INSTRUCTION A: According to the mailing-list post on quantum computing, at which university was Gerard O'Neil a professor?
INSTRUCTION B: Carry on the mailing-list post on quantum computing from the point at which it stops.

PASSAGE SHOWN:
Quoting, Jeff Bezos professor, Gerard O'Neil at Princeton, "Scientists tend to 
overestimate the impact of breakthroughs, and underestimate the impact of 
straight forward extensions of the knowledge we already have." This may be 
where physicists have let us down in the sense of being eager beavers in 
establishing the maximal numbers of qubits with their research budgets, rather 
than emphasizing How many entanglements result in successful operations?  
Off-On, 1/0's, Yes/No and all that is digital. 
We may now be arriving at the phase where  4 out of 10K entanglements actually 
work and instead ensure that most do work.
That would then be the impact for all of us.
https://www.technologyreview.com/2023/01/06/1066317/whats-next-for-quantum-computing/


-----Original Message-----
From: John Clark <johnkcl...@gmail.com>
To: everything-list@googlegroups.com
Sent: Fri, Jan 6, 2023 7:57 am
Subject: Re: Are we entering a time of no more technological advances?

On Thu, Jan 5, 2023 at 2:30 PM spudboy100 via Everything List 
<everything-list@googlegroups.com> wrote:


 https://phys.org/news/2023-01-scientific-breakthroughs.html

> Will AI ever come to the rescue or is there some unanticipated physical limit 
> on humanity's part?

INFORMATION SUPPLIED:
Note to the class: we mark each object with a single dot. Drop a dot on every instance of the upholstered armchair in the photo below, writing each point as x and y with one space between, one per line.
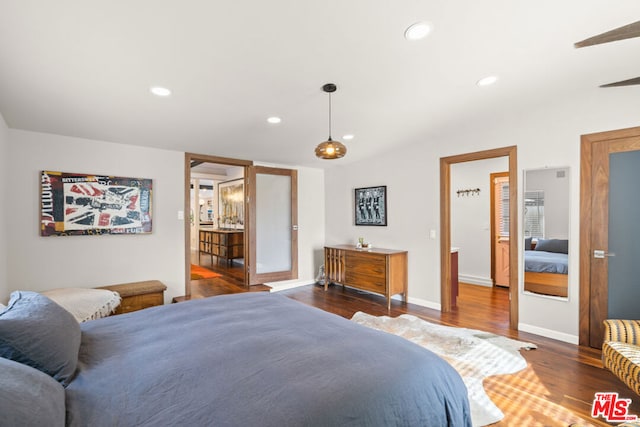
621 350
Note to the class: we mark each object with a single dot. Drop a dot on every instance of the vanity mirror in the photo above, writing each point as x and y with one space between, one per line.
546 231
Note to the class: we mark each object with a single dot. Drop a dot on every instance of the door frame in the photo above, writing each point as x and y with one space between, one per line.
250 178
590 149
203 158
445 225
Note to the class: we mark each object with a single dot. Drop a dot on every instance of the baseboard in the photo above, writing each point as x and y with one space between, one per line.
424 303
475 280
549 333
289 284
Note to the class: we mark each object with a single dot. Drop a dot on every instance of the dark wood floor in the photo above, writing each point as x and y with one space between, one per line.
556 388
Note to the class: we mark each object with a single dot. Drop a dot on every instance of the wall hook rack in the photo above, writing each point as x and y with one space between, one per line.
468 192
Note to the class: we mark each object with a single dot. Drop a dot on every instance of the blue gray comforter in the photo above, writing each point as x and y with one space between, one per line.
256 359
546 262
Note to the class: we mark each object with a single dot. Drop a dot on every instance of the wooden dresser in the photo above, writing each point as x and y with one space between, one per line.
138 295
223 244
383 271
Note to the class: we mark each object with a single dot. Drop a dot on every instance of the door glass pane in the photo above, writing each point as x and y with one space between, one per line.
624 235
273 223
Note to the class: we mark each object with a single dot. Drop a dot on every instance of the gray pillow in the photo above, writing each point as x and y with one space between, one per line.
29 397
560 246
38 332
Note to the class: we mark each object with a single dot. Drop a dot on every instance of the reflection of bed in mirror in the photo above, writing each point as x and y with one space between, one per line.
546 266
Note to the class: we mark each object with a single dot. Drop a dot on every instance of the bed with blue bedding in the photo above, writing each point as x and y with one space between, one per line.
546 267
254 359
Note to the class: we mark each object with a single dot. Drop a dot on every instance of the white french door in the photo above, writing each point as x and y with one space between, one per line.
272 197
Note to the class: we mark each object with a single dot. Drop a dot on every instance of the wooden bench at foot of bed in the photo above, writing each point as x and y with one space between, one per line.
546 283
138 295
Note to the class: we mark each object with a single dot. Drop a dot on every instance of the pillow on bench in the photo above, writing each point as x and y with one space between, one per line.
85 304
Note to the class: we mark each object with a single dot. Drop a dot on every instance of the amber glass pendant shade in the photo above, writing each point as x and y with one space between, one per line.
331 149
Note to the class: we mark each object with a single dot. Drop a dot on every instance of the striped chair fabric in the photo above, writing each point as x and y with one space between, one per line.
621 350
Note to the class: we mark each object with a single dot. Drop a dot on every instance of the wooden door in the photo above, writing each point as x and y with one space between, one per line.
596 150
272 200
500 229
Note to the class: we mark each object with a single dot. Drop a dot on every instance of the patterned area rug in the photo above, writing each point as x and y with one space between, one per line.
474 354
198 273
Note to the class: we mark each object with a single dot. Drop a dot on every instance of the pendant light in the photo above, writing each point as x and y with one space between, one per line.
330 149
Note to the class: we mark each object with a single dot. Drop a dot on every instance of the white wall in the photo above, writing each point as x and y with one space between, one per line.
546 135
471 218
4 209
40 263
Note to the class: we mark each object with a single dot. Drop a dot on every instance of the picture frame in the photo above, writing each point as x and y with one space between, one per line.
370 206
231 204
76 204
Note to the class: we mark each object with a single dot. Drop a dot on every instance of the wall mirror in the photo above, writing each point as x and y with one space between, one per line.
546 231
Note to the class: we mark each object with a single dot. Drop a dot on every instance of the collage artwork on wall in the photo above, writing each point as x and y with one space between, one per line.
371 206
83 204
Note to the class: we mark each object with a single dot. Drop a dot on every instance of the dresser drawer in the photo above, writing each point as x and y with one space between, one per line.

EXERCISE OUTPUT A: Princeton

EXERCISE OUTPUT B:
Although it's hard define an objective standard for such things I can't help 
but feel that society changed more between 1900 and 1950 than between 1950 and 
2000, that's because before 1900 we didn't know a lot about electricity so the 
common man saw few if any occasions of it being put into practical use; and 
before 1900 we didn't have a technological ability to mass produce light strong 
parts at an affordable price that had the precision needed for an internal 
combustion engine. History shows that when a breakthrough is made you'll get a 
huge change in the way we live with the rate gradually tapering off until the 
next breakthrough. Today 2 breakthroughs are clearly on the horizon, 
Nanotechnology and AI, and they have huge and possibly infinite potential 
because as Richard Feynman said "there's plenty of room at the bottom", and 
because there's no obvious limit on how smart something can be.  

I think we're entering a time when more technical advances will be made but NOT 
by human beings and, depending on your perspective and that of the machines, AI 
will either come to our rescue or put scientists and engineers out of a job. 
There is a very good talk [the link is below] clearly making the case that 
Earth may be the only place in the observable universe where intelligent 
creatures evolved (intelligence being operationally defined as the ability to 
make a radio telescope). To some that may seem like a depressing conclusion but 
to me it is not because, despite looking for over half a century with ever 
larger and more sensitive telescopes, we have never seen even a hint of ET or 
his engineering and there are only 2 viable explanations for that:  

1) For some unknown reason life is unable to make a significant impact on the 
universe. 2) The observable universe is finite so somebody has to be the first, 
and we are it. 
I personally find the second possibility less depressing than the first, but 
your mileage may vary and there is no disputing matters of taste.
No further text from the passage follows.